**Given exercise**: In the abstract on testing an electrostatic dust detector, how large were the current pulses that conductive dust produced on hitting the grid in ambient air?

**Selected excerpt**:
****

Testing of an Electrostatic Dust Detector for Low-Temperature Plasma Environments

Dust detection and mitigation are key tasks to improve the performance of plasma processing chambers. In this work, we test the practical functionality of an electrostatic dust detector [1,2] for use in low-temperature plasma environments, using conductive dust of graphite and aluminum as well as dielectric dust of Al₂O₃. We operate an electrified grid which experiences a pulse of electric current when dust lands between the grid's traces. By estimating properties of the dust such as grain size and electrical resistance from peak current amplitude and decay time, we test a proposed circuit-element model of the dust detector. We conduct experiments with uncharged dust in an ambient (open-air) environment before charging dielectric dust in an RF argon plasma [3], testing it within a vacuum chamber to attempt to identify the charge the dust accumulates in the plasma. The experiments with conductive dust in ambient air reliably produce current pulses up to 10 mA upon hitting the grid, whereas the dielectric particles tested with and without plasma do not show any reproducible signals. Due to the dominant influence of the detection circuit's capacitance and resistance, the dust particle properties (e.g., size, material) may have a negligible effect on the measured pulsed current signal amplitude and decay time.



[1] A. Bader, C. H. Skinner, A. L. Roquemore, S. Langish; Development of an electrostatic dust detector for use in a tokamak reactor. Rev. Sci. Instrum. 1 February 2004; 75 (2): 370–375.

[2] C. H. Skinner, B. Rais, A. L. Roquemore, H. W. Kugel, R. Marsala, T. Provost; First real-time detection of surface dust in a tokamak. Rev. Sci. Instrum. 1 October 2010; 81 (10): 10E102.

[3] Y. Ussenov, M.N. Shneider, S. Yatom, Y. Raitses, APS Gaseous Electronics Conference, IT4.055, (023)

****

**Data supplied**:
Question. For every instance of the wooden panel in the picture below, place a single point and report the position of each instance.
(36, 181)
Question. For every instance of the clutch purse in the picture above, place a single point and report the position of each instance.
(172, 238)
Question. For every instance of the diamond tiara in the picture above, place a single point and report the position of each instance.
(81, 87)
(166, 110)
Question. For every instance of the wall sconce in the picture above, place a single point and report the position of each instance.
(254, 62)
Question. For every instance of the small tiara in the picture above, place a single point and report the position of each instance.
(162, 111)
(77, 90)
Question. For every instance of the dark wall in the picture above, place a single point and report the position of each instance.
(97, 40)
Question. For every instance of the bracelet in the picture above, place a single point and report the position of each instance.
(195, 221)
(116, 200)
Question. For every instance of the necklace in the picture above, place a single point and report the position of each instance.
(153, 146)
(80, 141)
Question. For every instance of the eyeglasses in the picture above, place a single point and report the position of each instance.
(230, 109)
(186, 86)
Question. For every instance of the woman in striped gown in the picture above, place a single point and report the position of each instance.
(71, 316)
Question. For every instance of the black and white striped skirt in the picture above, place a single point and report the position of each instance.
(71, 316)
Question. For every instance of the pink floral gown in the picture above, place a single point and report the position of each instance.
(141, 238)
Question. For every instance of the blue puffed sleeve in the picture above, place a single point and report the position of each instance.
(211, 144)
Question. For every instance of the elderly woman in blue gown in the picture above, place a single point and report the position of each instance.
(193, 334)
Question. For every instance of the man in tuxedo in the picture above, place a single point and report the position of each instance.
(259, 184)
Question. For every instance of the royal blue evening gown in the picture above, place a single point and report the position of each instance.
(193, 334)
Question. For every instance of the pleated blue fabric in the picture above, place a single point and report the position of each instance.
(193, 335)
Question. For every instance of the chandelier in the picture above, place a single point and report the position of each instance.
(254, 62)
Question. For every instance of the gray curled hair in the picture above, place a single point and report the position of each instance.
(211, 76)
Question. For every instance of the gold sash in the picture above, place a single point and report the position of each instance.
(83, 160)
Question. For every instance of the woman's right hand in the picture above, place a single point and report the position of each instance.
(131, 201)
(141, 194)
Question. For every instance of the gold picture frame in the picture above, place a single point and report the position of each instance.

****

**Result**: Up to 10 mA.